* **Written exercise**: Please reproduce the passage of the how-to-write-a-book post below, word for word, from "My word processors" to "in an infomercial.)".

* **Page excerpt**:
DIY: How to write a book

Ed Note: one of Boingboing's three current guest bloggers, Steven Johnson is the author of six books, most recently The Invention Of Air: A Story of Science, Faith, Revolution and the Birth Of America. (You can see a video interview introducing the book here.) He's also the co-founder of the hyperlocal community site

In part because my books have had a habit of weaving multiple disciplines together, and in part because I've written quite a bit about technology, I'm often asked about the tools I use to research and write my books. Given that Boingboing has its own wonderful multi-disciplinary sensibility, and of course a major obsession with DIY movements, I thought it might be fun to say a few words about the writing system I've developed over the past few books.

My word processors have varied over the years: I swore off MS Word after Mind Wide Open, and used Nisus Writer for Everything Bad and Ghost Map; had a quick dalliance with Pages, and then actually returned to the latest version of Word for Invention. But the one constant for the past four books has been an ingenious piece of software called Devonthink, which is basically a free-form database that accepts many different document types (PDFs, text snippets, web pages, images, etc). It has a very elegant semantic algorithm that can detect relationships between short excerpts of text, so you can use the software as a kind of connection machine, a supplement to your own memory. I wrote about this several years ago for the Times Book Review, and I still get emails from people every couple of weeks asking about the software. (The Devonthink guys should put me in an infomercial.)

Since I wrote that essay, I've developed a new approach to using Devonthink that was enormously helpful in writing Ghost Map and Invention. The first stage, which is crucial, is a completely disorganized capture of every little snippet of text that seems vaguely interesting. I grab paragraphs from web pages, from digital books, and transcribe pages from printed text — and each little snippet I just drop into Devonthink with no organization other than a citation of where it came from. This goes on for months and months; I read in a completely unplanned and exploratory way (increasingly online, thanks to Google Books and other sources) and just drag anything that seems at all interesting into Devonthink.

* **Stored data**:
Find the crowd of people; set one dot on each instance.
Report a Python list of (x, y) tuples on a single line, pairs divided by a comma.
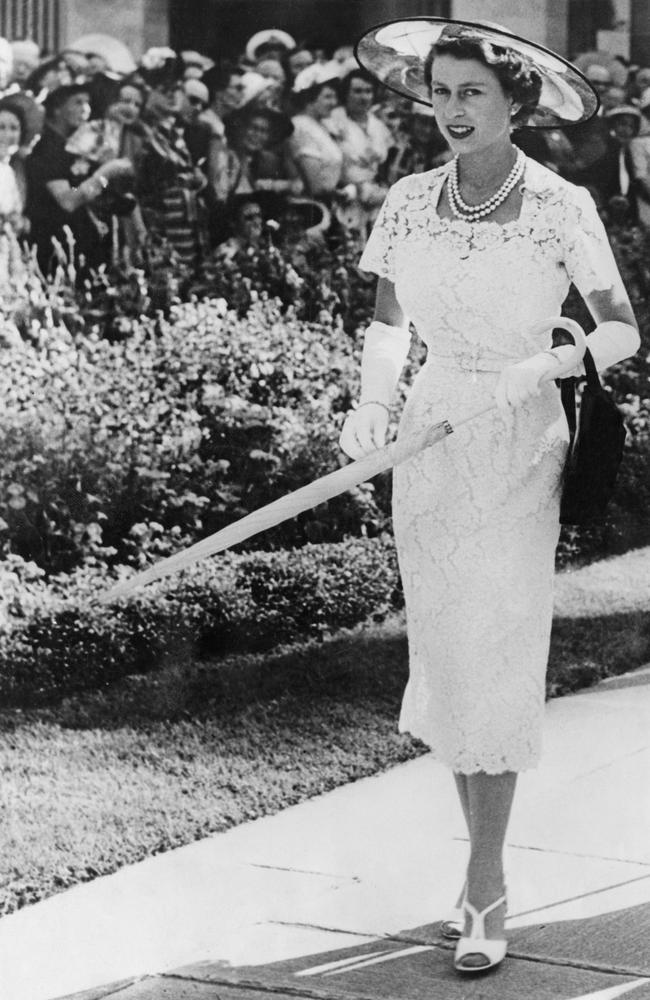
[(289, 143)]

* **Task result**:
My word processors have varied over the years: I swore off MS Word after Mind Wide Open, and used Nisus Writer for Everything Bad and Ghost Map; had a quick dalliance with Pages, and then actually returned to the latest version of Word for Invention. But the one constant for the past four books has been an ingenious piece of software called Devonthink, which is basically a free-form database that accepts many different document types (PDFs, text snippets, web pages, images, etc). It has a very elegant semantic algorithm that can detect relationships between short excerpts of text, so you can use the software as a kind of connection machine, a supplement to your own memory. I wrote about this several years ago for the Times Book Review, and I still get emails from people every couple of weeks asking about the software. (The Devonthink guys should put me in an infomercial.)